Maybe if Writers Didn’t Drink So Much...

by Daren Wang


 

When you’re traveling on your own, a cozy bar is often the best place to have dinner, watch a game, and chat with the next person over. It makes the road a friendlier place.

But when you’re home, the local bar is something else altogether. It’s where you meet your friends, make plans, scheme schemes, tell stories.

For years, Leon’s Full Service in Decatur, Georgia, has been my bar. My friends refer to Leon’s as “the satellite office.” It’s a short walk from my home, from my office, and it has one of the best cocktail programs in the South. But I’ve been on the road and haven’t stopped in for a long, long time, so I fear my privileges might be revoked if I don’t make an appearance while I’m home. I invite Thomas Mullen, most recently author of “Lightning Men,” to come out for a happy hour drink.

I get there a few minutes early, and the bartender greets me by name. Leon’s is closed for lunch on Monday, so much of the staff is just arriving for the dinner shift. Friends telling stories about their weekends, goofing on each other, showing off a new tattoo.

I love this bar. I’ve come here to celebrate triumphs and drink away sorrows. Ryan and Mike Gallagher, brothers and co-owners, threw a party on my publication day, and served two sublime signature cocktails that night — the Hidden Light and the Northern Fire. I was sitting in a booth here when Natasha Trethewey sat down and told me she had just been named Poet Laureate of the United States.

• Information given:
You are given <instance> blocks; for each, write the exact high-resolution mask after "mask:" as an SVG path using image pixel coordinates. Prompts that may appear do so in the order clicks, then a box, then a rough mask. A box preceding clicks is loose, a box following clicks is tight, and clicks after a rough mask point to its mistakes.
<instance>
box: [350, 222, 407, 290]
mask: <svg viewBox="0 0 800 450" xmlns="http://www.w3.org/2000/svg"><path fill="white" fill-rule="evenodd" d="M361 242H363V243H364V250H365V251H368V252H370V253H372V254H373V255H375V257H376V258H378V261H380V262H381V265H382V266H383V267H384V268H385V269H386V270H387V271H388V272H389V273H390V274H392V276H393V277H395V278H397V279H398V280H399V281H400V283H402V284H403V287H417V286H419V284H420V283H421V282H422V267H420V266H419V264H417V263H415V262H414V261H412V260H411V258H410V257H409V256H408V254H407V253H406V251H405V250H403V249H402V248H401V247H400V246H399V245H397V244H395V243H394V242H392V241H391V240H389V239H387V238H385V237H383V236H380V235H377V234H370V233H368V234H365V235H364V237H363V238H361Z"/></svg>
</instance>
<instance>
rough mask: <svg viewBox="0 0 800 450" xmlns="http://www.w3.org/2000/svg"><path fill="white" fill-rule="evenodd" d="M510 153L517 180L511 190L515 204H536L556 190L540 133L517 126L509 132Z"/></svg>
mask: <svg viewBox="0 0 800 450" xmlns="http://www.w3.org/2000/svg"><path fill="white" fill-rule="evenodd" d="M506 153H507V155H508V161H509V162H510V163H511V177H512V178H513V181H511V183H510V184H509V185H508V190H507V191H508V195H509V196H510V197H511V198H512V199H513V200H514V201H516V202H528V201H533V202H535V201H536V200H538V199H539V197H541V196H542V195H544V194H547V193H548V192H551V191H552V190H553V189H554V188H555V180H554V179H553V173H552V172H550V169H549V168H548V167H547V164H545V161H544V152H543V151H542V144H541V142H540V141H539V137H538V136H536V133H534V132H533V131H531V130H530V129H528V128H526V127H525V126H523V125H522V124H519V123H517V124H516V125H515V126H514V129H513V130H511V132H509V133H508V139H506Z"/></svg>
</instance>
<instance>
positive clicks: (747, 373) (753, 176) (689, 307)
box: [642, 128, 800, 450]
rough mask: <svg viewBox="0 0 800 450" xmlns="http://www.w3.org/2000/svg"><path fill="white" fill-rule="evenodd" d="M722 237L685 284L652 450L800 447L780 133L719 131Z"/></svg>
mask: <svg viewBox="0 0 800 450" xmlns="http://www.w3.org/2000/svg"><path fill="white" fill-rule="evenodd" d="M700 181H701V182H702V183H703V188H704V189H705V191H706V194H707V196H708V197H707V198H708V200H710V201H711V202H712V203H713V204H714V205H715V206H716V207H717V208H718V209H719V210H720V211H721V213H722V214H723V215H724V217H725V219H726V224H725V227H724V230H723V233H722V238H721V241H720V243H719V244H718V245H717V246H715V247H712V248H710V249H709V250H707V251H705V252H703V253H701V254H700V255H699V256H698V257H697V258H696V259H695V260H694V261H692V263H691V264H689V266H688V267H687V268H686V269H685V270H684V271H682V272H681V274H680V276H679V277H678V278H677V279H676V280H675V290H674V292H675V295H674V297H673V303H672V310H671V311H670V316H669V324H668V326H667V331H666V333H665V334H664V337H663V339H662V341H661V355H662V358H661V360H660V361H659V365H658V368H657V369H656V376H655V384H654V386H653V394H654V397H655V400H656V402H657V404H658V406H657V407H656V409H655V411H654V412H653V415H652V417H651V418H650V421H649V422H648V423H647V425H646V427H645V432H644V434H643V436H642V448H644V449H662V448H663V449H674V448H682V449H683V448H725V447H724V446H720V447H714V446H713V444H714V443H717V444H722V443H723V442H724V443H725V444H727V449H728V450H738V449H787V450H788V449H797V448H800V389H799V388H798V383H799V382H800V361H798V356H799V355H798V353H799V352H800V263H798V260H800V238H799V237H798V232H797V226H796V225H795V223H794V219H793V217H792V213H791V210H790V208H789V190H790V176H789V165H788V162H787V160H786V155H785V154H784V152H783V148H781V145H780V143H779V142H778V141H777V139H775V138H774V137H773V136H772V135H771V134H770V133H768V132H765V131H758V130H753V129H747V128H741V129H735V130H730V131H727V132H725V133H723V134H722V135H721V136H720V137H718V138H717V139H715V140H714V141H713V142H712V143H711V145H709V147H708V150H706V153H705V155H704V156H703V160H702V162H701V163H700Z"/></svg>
==
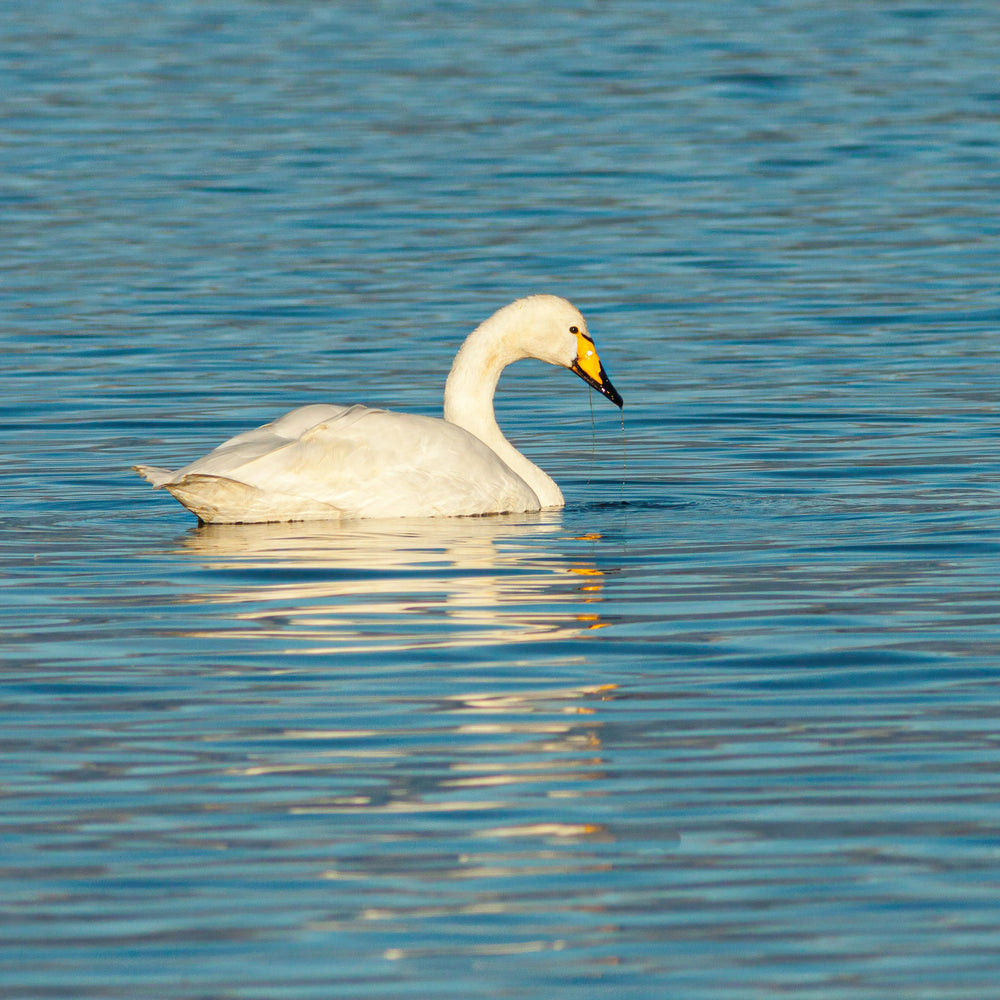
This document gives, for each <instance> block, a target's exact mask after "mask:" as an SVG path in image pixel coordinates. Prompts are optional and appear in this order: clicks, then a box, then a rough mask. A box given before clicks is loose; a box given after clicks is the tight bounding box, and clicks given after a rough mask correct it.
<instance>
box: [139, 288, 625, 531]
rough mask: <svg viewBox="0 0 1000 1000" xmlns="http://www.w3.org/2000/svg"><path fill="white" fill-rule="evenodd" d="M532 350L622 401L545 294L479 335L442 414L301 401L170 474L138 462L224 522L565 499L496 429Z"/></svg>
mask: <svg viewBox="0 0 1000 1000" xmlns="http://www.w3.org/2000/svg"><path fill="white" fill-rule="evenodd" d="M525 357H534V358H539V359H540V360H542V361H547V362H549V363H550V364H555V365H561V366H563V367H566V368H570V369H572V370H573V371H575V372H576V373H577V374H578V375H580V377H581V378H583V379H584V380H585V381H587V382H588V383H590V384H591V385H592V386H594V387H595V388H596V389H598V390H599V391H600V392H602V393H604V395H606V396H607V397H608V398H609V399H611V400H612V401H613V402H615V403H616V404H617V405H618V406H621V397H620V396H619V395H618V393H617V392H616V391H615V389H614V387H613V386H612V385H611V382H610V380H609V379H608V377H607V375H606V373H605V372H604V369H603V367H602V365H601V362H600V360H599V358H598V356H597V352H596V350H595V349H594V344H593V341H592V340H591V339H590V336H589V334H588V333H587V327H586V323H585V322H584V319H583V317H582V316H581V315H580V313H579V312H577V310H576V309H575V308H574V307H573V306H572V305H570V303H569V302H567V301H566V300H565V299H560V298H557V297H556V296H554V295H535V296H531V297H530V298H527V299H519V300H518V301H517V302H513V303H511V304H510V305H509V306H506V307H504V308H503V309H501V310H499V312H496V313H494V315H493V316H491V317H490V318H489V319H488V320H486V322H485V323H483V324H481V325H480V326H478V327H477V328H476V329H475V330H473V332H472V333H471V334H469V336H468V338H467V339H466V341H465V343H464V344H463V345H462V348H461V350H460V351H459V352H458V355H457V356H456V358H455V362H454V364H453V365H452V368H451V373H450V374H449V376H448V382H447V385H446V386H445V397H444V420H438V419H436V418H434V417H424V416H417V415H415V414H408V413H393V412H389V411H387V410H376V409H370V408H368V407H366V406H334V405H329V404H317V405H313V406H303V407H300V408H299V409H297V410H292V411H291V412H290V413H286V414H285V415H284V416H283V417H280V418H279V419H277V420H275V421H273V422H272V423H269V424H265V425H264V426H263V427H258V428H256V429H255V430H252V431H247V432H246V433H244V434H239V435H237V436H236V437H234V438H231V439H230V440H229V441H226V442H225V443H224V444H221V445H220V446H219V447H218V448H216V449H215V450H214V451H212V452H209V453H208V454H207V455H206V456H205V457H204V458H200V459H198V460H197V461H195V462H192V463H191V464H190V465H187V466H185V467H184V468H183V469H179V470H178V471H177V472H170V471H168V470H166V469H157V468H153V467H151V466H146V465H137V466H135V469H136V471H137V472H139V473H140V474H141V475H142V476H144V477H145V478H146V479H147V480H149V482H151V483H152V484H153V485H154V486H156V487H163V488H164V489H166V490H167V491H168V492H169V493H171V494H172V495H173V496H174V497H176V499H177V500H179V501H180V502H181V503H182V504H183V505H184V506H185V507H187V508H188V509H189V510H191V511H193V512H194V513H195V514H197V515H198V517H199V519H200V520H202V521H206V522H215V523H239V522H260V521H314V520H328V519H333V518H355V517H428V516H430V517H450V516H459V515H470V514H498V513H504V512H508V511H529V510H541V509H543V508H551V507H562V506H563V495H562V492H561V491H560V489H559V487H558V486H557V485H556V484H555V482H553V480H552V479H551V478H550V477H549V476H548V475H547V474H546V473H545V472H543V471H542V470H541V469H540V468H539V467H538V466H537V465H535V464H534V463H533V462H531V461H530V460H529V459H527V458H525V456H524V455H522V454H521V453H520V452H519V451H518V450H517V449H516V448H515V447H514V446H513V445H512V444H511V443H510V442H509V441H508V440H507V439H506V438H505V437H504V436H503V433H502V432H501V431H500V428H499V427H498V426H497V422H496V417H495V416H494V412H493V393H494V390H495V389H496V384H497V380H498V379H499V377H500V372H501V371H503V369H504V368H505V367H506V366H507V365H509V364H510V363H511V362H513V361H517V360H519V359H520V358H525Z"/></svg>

• Questions:
1. In the essay about Leon's Full Service, what do the writer's friends call the bar?
2. Decide whether each statement agrees with the essay about Leon's Full Service. For each, answer yes or no and quote the deciding words. (a) Leon's does not serve lunch on Mondays. (b) The Gallagher brothers served three signature cocktails on the publication day. (c) Thomas Mullen is invited out for a late-night dinner.
3. Restate word for word the part of the essay about Leon's Full Service that opens with the words "I get there" and closes with "a new tattoo.".

• Responses in order:
1. They call it "the satellite office."

2.
(a) Yes: "Leon’s is closed for lunch on Monday"
(b) No: "served two sublime signature cocktails that night"
(c) No: "to come out for a happy hour drink"

3.
I get there a few minutes early, and the bartender greets me by name. Leon’s is closed for lunch on Monday, so much of the staff is just arriving for the dinner shift. Friends telling stories about their weekends, goofing on each other, showing off a new tattoo.